Named object pointing entries
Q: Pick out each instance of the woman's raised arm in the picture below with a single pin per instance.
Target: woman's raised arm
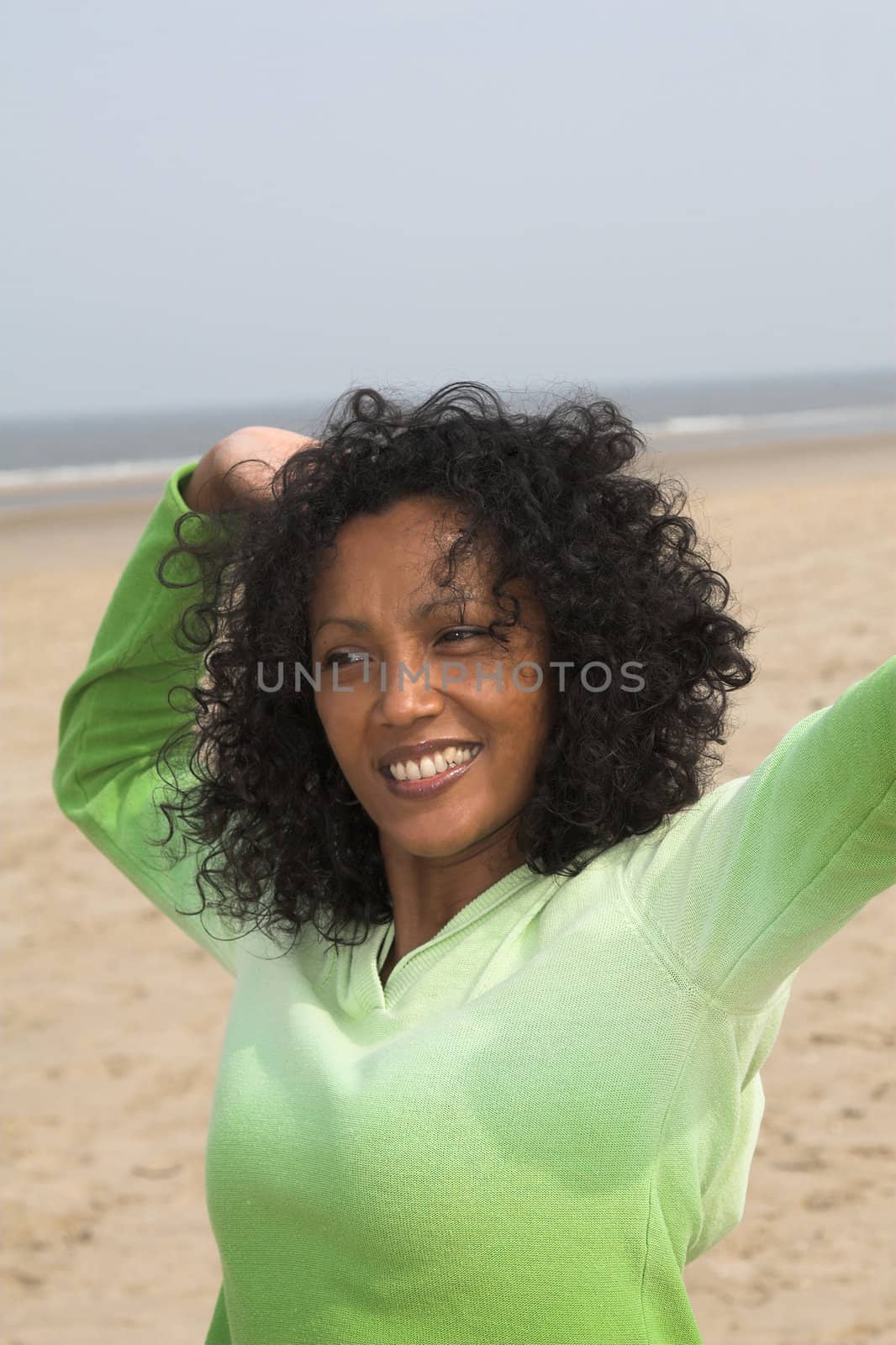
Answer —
(746, 884)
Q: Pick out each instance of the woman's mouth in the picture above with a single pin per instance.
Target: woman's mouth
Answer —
(435, 778)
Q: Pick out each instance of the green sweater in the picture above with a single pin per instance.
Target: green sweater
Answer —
(555, 1102)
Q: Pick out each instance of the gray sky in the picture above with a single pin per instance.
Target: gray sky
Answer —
(212, 203)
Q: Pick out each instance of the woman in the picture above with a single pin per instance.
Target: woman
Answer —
(447, 713)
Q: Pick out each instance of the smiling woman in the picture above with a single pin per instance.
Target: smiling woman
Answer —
(503, 1083)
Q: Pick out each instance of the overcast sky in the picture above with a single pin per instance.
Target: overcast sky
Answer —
(212, 203)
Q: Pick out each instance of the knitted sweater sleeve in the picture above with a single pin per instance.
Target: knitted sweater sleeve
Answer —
(116, 716)
(744, 885)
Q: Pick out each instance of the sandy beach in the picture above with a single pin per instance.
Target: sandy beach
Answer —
(112, 1020)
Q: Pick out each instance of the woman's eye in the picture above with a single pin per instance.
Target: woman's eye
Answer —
(466, 631)
(343, 654)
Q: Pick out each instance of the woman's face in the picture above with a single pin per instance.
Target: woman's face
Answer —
(376, 598)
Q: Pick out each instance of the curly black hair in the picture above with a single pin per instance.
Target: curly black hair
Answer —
(616, 564)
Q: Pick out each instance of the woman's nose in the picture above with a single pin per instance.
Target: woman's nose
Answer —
(410, 685)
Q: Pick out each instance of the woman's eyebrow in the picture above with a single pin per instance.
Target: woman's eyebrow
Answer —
(419, 614)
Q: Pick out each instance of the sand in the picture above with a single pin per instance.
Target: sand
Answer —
(112, 1020)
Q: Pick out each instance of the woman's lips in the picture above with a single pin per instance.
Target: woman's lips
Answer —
(423, 789)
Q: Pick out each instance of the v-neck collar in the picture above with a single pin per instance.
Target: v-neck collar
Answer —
(365, 989)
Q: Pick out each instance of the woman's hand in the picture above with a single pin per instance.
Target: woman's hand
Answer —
(255, 454)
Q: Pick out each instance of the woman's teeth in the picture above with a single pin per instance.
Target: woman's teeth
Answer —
(435, 764)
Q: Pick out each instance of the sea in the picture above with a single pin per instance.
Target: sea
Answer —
(71, 459)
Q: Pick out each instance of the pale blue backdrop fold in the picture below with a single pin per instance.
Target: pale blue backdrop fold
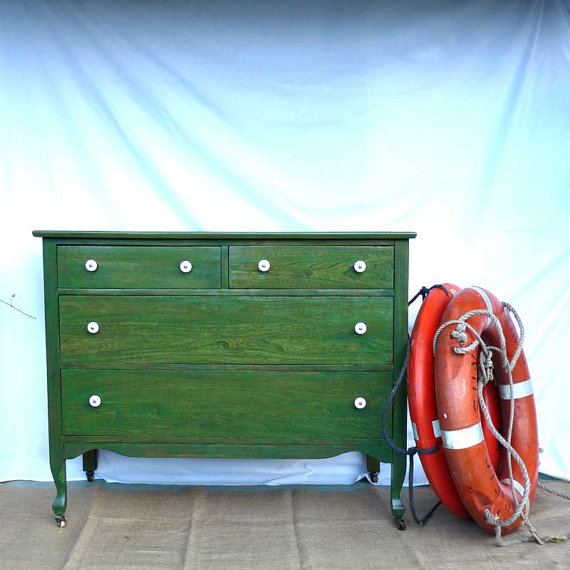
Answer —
(451, 119)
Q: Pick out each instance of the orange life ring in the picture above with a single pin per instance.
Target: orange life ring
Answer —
(479, 485)
(422, 403)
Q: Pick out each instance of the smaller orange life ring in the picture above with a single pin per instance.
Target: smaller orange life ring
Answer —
(481, 488)
(422, 404)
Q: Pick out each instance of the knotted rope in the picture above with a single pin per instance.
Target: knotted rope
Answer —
(485, 376)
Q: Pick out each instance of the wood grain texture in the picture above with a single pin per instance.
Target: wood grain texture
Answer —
(224, 361)
(311, 267)
(125, 267)
(230, 236)
(269, 405)
(262, 330)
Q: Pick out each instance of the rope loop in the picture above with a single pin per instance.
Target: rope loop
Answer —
(485, 366)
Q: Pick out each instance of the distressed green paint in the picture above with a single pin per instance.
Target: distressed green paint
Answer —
(123, 267)
(311, 266)
(310, 406)
(399, 403)
(224, 361)
(56, 452)
(197, 330)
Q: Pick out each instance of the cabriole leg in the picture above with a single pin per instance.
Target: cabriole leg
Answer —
(373, 466)
(57, 464)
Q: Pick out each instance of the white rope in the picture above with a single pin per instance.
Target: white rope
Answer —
(486, 375)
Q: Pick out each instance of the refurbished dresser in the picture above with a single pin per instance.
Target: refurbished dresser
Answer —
(224, 345)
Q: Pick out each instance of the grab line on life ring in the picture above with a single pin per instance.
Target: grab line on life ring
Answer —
(493, 499)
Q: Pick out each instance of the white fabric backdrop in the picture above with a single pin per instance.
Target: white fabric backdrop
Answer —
(447, 118)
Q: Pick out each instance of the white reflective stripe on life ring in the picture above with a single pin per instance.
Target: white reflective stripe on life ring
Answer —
(518, 487)
(462, 438)
(520, 390)
(485, 298)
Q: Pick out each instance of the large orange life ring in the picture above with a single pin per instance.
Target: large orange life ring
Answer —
(422, 403)
(481, 488)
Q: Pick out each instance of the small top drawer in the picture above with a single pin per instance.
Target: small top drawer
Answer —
(139, 267)
(312, 267)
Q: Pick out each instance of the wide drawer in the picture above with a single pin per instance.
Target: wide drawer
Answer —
(312, 267)
(144, 267)
(141, 330)
(268, 405)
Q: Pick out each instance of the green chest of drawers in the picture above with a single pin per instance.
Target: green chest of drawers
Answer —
(224, 345)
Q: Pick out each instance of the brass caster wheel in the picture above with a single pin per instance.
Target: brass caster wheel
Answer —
(400, 523)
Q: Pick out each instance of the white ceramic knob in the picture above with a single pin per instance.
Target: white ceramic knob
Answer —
(263, 265)
(94, 401)
(360, 403)
(359, 266)
(360, 328)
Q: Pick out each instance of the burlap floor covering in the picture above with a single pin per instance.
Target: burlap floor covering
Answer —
(120, 527)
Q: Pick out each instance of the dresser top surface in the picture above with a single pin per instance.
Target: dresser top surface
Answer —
(223, 235)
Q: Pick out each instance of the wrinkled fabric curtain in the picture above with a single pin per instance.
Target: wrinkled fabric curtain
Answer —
(446, 118)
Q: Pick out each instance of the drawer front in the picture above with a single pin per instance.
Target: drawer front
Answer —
(268, 405)
(128, 330)
(144, 267)
(312, 267)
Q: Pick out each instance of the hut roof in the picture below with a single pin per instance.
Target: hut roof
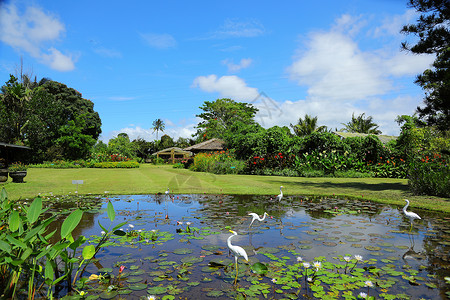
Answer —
(209, 145)
(175, 150)
(383, 138)
(5, 145)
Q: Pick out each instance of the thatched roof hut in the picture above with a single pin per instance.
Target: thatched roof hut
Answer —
(207, 146)
(173, 153)
(383, 138)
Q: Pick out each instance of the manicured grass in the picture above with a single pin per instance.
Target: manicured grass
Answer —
(150, 179)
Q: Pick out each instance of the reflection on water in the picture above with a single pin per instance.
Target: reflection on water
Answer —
(310, 227)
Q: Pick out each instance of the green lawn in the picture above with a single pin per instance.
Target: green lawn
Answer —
(150, 179)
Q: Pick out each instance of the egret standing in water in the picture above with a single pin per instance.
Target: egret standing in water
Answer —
(409, 214)
(280, 196)
(256, 217)
(237, 251)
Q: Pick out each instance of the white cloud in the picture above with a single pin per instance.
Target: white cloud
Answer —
(58, 61)
(333, 67)
(392, 25)
(227, 86)
(236, 29)
(108, 52)
(174, 130)
(232, 67)
(121, 98)
(159, 41)
(31, 31)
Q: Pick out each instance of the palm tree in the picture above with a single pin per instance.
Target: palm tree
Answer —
(361, 124)
(158, 125)
(307, 126)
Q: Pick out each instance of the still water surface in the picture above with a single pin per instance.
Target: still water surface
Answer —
(179, 264)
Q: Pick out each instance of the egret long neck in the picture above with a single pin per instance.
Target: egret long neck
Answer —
(229, 241)
(406, 206)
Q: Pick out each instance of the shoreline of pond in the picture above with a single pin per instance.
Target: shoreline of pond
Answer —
(150, 179)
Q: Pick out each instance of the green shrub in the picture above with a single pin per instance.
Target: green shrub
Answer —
(61, 164)
(221, 162)
(120, 164)
(430, 174)
(178, 166)
(352, 174)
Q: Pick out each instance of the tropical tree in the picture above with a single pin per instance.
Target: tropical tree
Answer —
(220, 115)
(39, 115)
(158, 125)
(361, 124)
(307, 126)
(433, 32)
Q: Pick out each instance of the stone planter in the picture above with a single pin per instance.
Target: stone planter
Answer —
(3, 175)
(18, 176)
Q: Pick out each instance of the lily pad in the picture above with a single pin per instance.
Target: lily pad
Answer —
(192, 259)
(181, 251)
(259, 268)
(137, 286)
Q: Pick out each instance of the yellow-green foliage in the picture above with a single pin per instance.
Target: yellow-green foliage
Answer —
(117, 164)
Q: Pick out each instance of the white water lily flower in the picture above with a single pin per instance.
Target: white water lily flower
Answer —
(368, 283)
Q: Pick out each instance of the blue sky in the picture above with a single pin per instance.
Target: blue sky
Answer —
(143, 60)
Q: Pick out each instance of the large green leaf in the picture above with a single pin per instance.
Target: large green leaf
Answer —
(111, 212)
(49, 272)
(70, 223)
(88, 252)
(34, 210)
(4, 246)
(14, 221)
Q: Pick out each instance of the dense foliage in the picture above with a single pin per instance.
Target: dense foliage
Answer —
(433, 32)
(51, 118)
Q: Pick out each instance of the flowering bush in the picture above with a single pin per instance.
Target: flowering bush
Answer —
(271, 164)
(18, 166)
(429, 173)
(105, 157)
(220, 162)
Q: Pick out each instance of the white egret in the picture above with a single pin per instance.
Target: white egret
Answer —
(280, 196)
(409, 214)
(256, 217)
(237, 251)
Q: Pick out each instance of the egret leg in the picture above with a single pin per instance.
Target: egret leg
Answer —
(235, 279)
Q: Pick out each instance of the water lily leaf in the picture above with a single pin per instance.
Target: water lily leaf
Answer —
(134, 279)
(271, 250)
(214, 293)
(108, 295)
(157, 290)
(137, 286)
(259, 268)
(192, 259)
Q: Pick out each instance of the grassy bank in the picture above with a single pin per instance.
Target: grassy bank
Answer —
(150, 179)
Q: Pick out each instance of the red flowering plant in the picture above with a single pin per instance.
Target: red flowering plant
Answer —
(429, 173)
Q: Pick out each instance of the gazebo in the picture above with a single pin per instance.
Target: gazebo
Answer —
(173, 153)
(383, 138)
(207, 146)
(8, 153)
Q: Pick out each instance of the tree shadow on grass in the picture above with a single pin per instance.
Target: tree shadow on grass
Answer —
(353, 185)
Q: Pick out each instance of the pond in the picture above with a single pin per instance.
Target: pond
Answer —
(307, 248)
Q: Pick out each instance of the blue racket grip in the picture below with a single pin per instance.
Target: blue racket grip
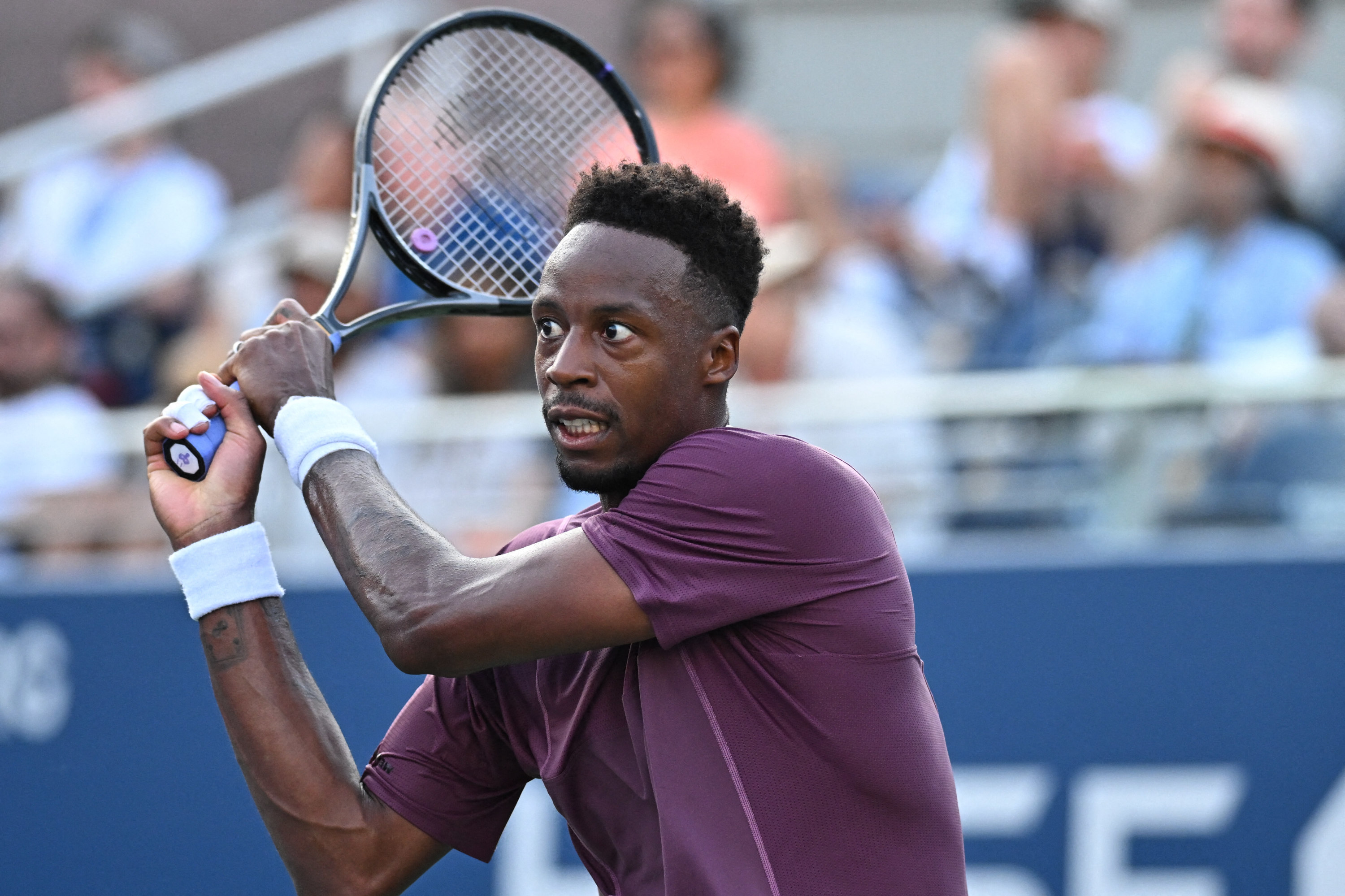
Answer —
(190, 458)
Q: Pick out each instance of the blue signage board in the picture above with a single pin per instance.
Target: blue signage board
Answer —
(1177, 731)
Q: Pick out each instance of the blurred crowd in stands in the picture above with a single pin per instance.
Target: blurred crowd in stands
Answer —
(1064, 225)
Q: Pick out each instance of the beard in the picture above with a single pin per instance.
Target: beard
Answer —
(616, 480)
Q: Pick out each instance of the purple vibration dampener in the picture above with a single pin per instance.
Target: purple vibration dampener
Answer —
(424, 240)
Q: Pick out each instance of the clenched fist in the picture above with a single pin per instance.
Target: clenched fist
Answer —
(291, 355)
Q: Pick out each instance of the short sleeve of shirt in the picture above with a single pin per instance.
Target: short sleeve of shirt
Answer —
(729, 525)
(447, 767)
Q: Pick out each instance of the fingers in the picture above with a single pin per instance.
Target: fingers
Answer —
(230, 401)
(191, 409)
(159, 431)
(288, 310)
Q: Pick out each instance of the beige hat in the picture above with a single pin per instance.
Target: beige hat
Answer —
(791, 249)
(314, 245)
(1251, 116)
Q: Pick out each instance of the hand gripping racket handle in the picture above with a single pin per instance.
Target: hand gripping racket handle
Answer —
(190, 458)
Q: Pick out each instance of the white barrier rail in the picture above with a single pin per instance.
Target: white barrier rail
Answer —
(209, 81)
(456, 419)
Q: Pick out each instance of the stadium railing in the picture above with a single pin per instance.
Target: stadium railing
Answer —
(1024, 463)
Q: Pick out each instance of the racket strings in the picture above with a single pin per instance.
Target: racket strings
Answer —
(478, 147)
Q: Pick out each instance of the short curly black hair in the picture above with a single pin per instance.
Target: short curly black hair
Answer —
(721, 242)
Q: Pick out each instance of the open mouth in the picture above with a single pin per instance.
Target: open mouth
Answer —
(581, 427)
(577, 433)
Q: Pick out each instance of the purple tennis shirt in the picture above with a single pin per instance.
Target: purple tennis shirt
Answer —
(775, 739)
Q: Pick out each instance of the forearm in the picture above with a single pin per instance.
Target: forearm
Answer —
(440, 613)
(292, 754)
(403, 574)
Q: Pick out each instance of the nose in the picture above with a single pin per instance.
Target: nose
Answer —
(572, 365)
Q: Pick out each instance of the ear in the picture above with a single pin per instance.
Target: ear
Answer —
(721, 355)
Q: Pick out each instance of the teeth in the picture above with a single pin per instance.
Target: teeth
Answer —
(583, 427)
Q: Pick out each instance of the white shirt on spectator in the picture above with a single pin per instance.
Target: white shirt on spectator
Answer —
(1192, 298)
(53, 439)
(99, 232)
(951, 216)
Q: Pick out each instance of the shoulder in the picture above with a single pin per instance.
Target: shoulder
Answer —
(552, 528)
(775, 481)
(746, 455)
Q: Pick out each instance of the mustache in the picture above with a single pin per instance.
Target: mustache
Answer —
(581, 403)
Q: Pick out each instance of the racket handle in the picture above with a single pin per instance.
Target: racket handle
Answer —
(190, 458)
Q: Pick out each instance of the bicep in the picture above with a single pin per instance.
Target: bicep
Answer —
(557, 597)
(400, 852)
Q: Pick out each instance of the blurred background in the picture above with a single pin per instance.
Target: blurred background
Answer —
(1060, 277)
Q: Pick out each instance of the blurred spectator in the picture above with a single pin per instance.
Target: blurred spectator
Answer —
(1027, 198)
(1262, 41)
(828, 310)
(384, 364)
(303, 263)
(483, 354)
(1239, 279)
(686, 58)
(119, 233)
(53, 435)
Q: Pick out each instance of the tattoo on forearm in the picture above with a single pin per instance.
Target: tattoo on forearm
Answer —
(224, 638)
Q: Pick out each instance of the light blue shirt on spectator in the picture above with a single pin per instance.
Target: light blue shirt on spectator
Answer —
(1192, 298)
(100, 232)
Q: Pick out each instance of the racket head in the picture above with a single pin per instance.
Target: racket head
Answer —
(470, 148)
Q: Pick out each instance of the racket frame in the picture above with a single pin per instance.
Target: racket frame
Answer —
(368, 213)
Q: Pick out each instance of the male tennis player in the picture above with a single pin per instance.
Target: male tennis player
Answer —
(713, 669)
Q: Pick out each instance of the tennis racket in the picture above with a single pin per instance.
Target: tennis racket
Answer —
(469, 150)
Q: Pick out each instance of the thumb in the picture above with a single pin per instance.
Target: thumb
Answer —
(232, 403)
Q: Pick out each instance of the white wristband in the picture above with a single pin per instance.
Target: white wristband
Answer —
(225, 570)
(310, 428)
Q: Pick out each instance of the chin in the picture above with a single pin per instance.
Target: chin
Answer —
(618, 477)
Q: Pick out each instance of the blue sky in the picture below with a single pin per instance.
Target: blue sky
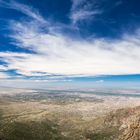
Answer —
(83, 42)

DIRECTIVE: The lines to be quoted run from the line containing "Q: Pick out each instance of the tennis" through the end of the entries above, both included; quote them exactly and leave out any pictures.

SOLUTION FOR THIS TASK:
Q: Pick out each instance of the tennis racket in the picture above with a single pin per instance.
Target: tennis racket
Answer —
(469, 150)
Q: Pick out each instance of the thumb in the picture above with a single pin per instance.
Target: thumb
Answer —
(232, 403)
Q: Pick out each instance of the white wristband in the picture above with a single pin per instance.
Target: white wristband
Answer —
(225, 570)
(310, 428)
Q: Pick out each instance of the chin in the picture above with a single pin per instance.
Target: chin
Answer —
(618, 477)
Q: Pick out each instance of the blue sky in the picture below with a single pin per instance.
Target: blue sky
Answer —
(83, 42)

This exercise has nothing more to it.